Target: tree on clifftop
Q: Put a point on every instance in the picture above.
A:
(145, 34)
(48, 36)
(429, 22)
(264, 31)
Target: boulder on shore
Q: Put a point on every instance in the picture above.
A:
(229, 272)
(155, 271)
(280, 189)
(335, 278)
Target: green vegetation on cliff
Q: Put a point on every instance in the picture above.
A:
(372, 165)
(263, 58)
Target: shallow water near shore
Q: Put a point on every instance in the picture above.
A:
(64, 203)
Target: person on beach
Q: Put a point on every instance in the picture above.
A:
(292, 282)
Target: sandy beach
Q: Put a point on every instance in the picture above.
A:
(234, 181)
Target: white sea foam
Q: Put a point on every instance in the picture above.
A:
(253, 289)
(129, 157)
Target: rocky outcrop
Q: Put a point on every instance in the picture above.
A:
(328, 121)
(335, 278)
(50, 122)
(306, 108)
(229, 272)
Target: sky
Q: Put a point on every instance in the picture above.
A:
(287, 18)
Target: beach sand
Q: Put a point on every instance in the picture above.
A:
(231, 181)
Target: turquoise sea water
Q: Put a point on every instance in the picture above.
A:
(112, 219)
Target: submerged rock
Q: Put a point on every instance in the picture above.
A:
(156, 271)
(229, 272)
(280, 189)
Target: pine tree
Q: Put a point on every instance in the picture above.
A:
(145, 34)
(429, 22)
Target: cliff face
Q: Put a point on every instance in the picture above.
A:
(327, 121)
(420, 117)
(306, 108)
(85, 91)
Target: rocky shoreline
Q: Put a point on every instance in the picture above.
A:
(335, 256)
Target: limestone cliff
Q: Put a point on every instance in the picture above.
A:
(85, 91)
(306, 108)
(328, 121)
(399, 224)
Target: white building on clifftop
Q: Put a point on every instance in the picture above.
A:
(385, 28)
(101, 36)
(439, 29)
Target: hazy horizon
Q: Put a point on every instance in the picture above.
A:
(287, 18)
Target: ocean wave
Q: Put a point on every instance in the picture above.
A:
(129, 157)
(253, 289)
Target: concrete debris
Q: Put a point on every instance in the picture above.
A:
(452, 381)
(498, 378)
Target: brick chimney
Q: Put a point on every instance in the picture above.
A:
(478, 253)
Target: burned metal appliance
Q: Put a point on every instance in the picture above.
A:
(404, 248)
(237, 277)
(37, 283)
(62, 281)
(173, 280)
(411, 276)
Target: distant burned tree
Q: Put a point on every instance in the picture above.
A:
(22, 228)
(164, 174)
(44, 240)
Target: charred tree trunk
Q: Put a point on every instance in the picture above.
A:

_Set task_
Please output the complete data exactly.

_The reply_
Target: tree on clifftop
Q: Put a point on every instance in the picture above.
A:
(145, 34)
(48, 36)
(429, 22)
(264, 31)
Target: boulder on shore
Q: Put a point on every instance in the picture above.
A:
(229, 272)
(155, 271)
(280, 189)
(335, 278)
Target: green vegetation on cliff
Q: Put a point on every instance in the picture above.
A:
(372, 165)
(263, 58)
Target: shallow water near shore
Q: Put a point on every instance in the picture above.
A:
(64, 203)
Target: person on beach
Q: Put a point on every instance in the picture above.
A:
(292, 282)
Target: sandy beach
Q: Put a point on every instance in the picture above.
A:
(234, 181)
Target: white sea foam
Q: Put a point on every instance in the picture above.
A:
(253, 289)
(129, 157)
Target: rocky outcrop
Q: Put a point on every instance in the picture above.
A:
(328, 121)
(335, 278)
(50, 122)
(306, 108)
(229, 272)
Target: sky
Q: Put a point on every instance in the picture above.
A:
(287, 18)
Target: beach sand
Q: Put a point on every instance in the picture above.
A:
(231, 181)
Target: turquoise sea water
Q: Put a point on every instance in the picture above.
A:
(112, 219)
Target: submerged rock
Q: Put a point on every instance in the picture above.
A:
(156, 271)
(229, 272)
(280, 189)
Target: pine tree
Q: Put a point on every instance in the picture above.
A:
(145, 34)
(429, 22)
Target: cliff face
Q: Put a point on every instance in the picture above.
A:
(327, 121)
(420, 117)
(306, 108)
(85, 91)
Target: rocky shoreline
Q: Put a point on every instance in the picture above.
A:
(335, 256)
Target: limestone cliff
Q: Put a point on every instance in the picture above.
A:
(85, 91)
(306, 108)
(328, 121)
(399, 224)
Target: white building on clifftop
Q: Put a point on every instance in the picture above.
A:
(385, 28)
(101, 36)
(439, 29)
Target: hazy horizon
Q: Put a point on every instance in the picture above.
A:
(287, 18)
Target: ocean wave
Q: Put a point on every instance in the picture above.
A:
(129, 157)
(253, 289)
Target: concrete debris
Q: Put a point on every instance in the picture above.
A:
(452, 381)
(498, 378)
Target: brick chimney
Q: Put a point on every instance in the picture above.
A:
(478, 253)
Target: burned metal appliance
Q: Put a point on every instance in the picture above.
A:
(404, 248)
(237, 277)
(37, 283)
(62, 281)
(173, 280)
(411, 276)
Target: distant burned tree
Q: Put a point on every instance in the picture above.
A:
(22, 228)
(164, 174)
(44, 240)
Target: charred tree trunk
Q: Put a point on every instance in the picture above.
A:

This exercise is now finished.